▸ Task goal: Copy every record below, exactly as written.

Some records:
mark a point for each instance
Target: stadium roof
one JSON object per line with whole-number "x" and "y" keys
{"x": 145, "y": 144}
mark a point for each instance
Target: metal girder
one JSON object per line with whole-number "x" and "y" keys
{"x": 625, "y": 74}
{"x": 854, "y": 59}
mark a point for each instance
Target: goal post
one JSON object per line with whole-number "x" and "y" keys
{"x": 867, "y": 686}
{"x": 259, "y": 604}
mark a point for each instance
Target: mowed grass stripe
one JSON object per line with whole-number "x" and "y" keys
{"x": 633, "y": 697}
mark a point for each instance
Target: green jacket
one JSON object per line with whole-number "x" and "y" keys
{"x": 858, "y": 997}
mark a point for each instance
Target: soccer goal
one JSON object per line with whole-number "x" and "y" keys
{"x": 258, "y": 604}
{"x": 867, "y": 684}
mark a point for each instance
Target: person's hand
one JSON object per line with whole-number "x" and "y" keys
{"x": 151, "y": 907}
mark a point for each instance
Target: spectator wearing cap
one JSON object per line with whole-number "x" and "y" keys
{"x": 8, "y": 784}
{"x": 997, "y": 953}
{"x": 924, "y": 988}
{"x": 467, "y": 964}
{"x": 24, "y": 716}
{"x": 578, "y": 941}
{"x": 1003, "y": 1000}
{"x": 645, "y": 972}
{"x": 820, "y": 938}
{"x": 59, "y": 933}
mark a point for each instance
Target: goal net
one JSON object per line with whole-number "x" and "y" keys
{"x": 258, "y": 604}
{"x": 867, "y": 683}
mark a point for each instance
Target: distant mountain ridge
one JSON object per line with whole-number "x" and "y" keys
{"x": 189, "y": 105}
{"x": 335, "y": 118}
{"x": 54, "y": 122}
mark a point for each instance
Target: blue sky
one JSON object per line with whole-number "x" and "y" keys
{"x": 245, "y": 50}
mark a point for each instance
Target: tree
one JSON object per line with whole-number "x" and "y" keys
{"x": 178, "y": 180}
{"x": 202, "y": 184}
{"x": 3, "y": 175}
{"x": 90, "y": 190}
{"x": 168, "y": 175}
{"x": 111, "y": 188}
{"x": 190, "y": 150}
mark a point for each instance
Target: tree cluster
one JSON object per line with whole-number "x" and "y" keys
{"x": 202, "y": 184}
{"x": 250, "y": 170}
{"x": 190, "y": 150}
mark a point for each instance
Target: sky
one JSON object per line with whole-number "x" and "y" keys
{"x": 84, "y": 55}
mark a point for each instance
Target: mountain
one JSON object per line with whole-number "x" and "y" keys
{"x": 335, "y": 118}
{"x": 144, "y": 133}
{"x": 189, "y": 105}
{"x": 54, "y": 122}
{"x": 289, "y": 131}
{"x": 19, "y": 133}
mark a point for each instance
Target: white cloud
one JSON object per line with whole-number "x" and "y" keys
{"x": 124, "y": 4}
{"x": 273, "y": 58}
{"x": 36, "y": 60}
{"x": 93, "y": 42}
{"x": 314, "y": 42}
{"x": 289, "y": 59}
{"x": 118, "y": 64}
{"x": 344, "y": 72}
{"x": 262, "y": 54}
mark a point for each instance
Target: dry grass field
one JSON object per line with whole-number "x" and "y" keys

▸ Solution:
mark a point for each instance
Target: stadium roof
one JSON object per line with whole-number "x" and "y" keys
{"x": 145, "y": 144}
mark a point for each instance
Target: metal girder
one JSON object per line with whole-number "x" and "y" keys
{"x": 625, "y": 74}
{"x": 854, "y": 59}
mark a point for each instance
Target: goal post
one JSON object per line with whole-number "x" and "y" keys
{"x": 867, "y": 686}
{"x": 259, "y": 604}
mark a point for each instance
Target: mowed grass stripe
one JSON object per line with whole-number "x" and "y" keys
{"x": 633, "y": 697}
mark a point for each instance
Target: green jacket
one JSON object per line with whole-number "x" and "y" keys
{"x": 858, "y": 997}
mark a point for each instance
Target: soccer goal
one JSON object per line with whole-number "x" and "y" keys
{"x": 258, "y": 604}
{"x": 867, "y": 684}
mark a point for each instance
Target: person's hand
one JSON object per line with whole-number "x" and "y" keys
{"x": 151, "y": 907}
mark a point for each instance
Target: spectator wearing cap
one JSON object per line with whole-number "x" and "y" keys
{"x": 8, "y": 784}
{"x": 997, "y": 953}
{"x": 924, "y": 988}
{"x": 467, "y": 964}
{"x": 24, "y": 716}
{"x": 578, "y": 941}
{"x": 1003, "y": 1000}
{"x": 645, "y": 972}
{"x": 820, "y": 938}
{"x": 59, "y": 933}
mark a point for each instance
Target: goal net
one JSON object per line with whole-number "x" and "y" keys
{"x": 258, "y": 604}
{"x": 867, "y": 683}
mark a point for each instance
Target: distant mountain ridge
one JSON object per line with whole-number "x" and "y" keys
{"x": 189, "y": 105}
{"x": 335, "y": 118}
{"x": 54, "y": 122}
mark a point for each instance
Target: blue sky
one JSON object per line with whole-number "x" and "y" keys
{"x": 245, "y": 50}
mark a point for each instance
Target: tree
one JSON object per line with whole-number "x" and "y" keys
{"x": 178, "y": 180}
{"x": 202, "y": 184}
{"x": 3, "y": 175}
{"x": 90, "y": 190}
{"x": 168, "y": 175}
{"x": 111, "y": 188}
{"x": 190, "y": 150}
mark a point for each instance
Target: tree cluster
one JSON object per line with whole-number "x" and "y" keys
{"x": 202, "y": 184}
{"x": 250, "y": 170}
{"x": 190, "y": 150}
mark a point for each instance
Target: sky
one JSON object per line with whole-number "x" and "y" keys
{"x": 84, "y": 55}
mark a point for each instance
Target: mountain
one JSON object per line with whole-number "x" and "y" keys
{"x": 335, "y": 118}
{"x": 144, "y": 133}
{"x": 189, "y": 105}
{"x": 54, "y": 122}
{"x": 289, "y": 131}
{"x": 19, "y": 133}
mark a point for each instance
Target: white cloud
one JSON object per line with whole-number "x" and "y" keys
{"x": 124, "y": 4}
{"x": 273, "y": 58}
{"x": 36, "y": 60}
{"x": 93, "y": 42}
{"x": 314, "y": 42}
{"x": 289, "y": 59}
{"x": 118, "y": 64}
{"x": 344, "y": 72}
{"x": 262, "y": 54}
mark a point for each instance
Target: dry grass field
one JSON object per line with whole-number "x" and "y" keys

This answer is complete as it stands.